▸ What is asked:
- A) Write out the passage of the Chapel module discussion from "I think I would" to "in this way.".
- B) According to the Chapel module discussion, what is the actual solution for giving two sibling modules identical submodules?
- C) Carry on the Chapel module discussion from the point where it stops.

▸ Selection:
You could also introduce a new compiler flag: chpl --module-alias M=M-1.0.chpl. This solution isn't that different from today's approach of chpl MyProject.chpl M-1.0.chpl. Or the same solution of a symlink funnily enough.

However, let's say for some reason someone wanted to do this or to have two sibling modules to have identical submodules, a directory symlink would work, but that's hacky to me. The actual solution to that issue involves re-exporting the symbol with public import.

I think I would put some sort of indicator into a module's source code to indicate that I wanted to invoke this "treat-all-modules-defined-within-a-given-specially-named-subdirectory-that-happens-to-live-adjacent-to-this-file-as-submodules-to-this-module" rule, so that if I were reading printouts of the code, I'd have some sort of visual cue that the intention was to invoke this feature to make additional submodules available. This would also save me from surprises if I happened to have a directory of Chapel source that matched my module name which I didn't intend to get parsed and compiled in this way.

This situation is why forcing users to not learn two ways to do something is better. It so happens that the alternative to this proposal is an include-equivalent ("inject-any") that makes it actually more like learning N ways instead of just two.

▸ Source data:
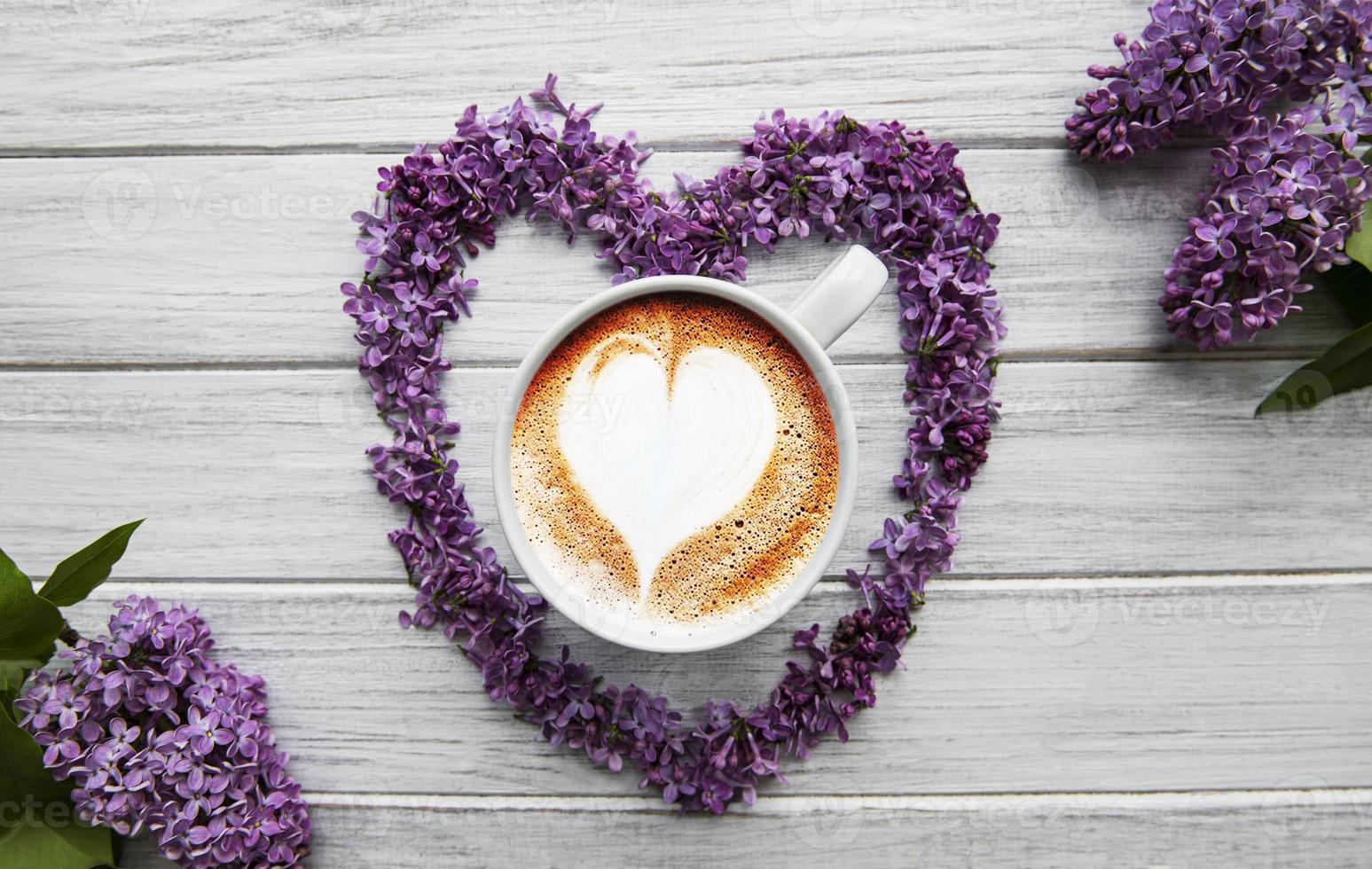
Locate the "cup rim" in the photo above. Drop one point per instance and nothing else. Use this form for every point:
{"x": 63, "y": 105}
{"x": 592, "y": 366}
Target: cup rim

▸ Written responses:
- A)
I think I would put some sort of indicator into a module's source code to indicate that I wanted to invoke this "treat-all-modules-defined-within-a-given-specially-named-subdirectory-that-happens-to-live-adjacent-to-this-file-as-submodules-to-this-module" rule, so that if I were reading printouts of the code, I'd have some sort of visual cue that the intention was to invoke this feature to make additional submodules available. This would also save me from surprises if I happened to have a directory of Chapel source that matched my module name which I didn't intend to get parsed and compiled in this way.

- B) Re-exporting the symbol with public import.

- C)
On reading printouts, if a tree printout is provided, I don't think it's as hard to lay out the paperwork like the module hierarchy. Again, you do have to learn this is how Chapel structures code, but I don't think it's a difficult ask. In fact, it's trivial when the alternative is to scan all lines of code looking for includes to understand an unfamiliar piece of code. (This is assuming the last variant where the inject can inject any directory.)

[For inject-any], it seems to me that this approach has other advantages:

  • it permits the directory of submodules to be named whatever we want it to be rather than requiring it to be M, M.submodules, M-submodules or whatever (where you may not like my choice of default, or we may never come up with something I like either).

I am vehemently against the arbitrary naming of the injection target. My guiding principle is that learning a coding style became obsolete when a style checker like clang-format can enforce it. Force a naming, whatever it may be, to eliminate this cognitive burden.

  • it permits us to inject submodules from multiple directories by naming multiple directory locations in an inject, or using multiple inject statements.

I would imagine supporting public inject ... and private inject ... ...

And then we could even rename inject to something like input or include at which point it would seem less like something weird and new that we were creating from scratch and more like a traditional language construct.

This is effectively a re-export. Re-exporting (once implemented) solves this issue and is capable of re-exporting only some symbols or renaming the symbols.


There is one assumption in some of my counter arguments: files are modules. The overall rationale is sound because it is true in most situations, but there are some behaviors today that make it not true.

These current behaviors would have to be re-evaluated or changed. (This is for a different issue.)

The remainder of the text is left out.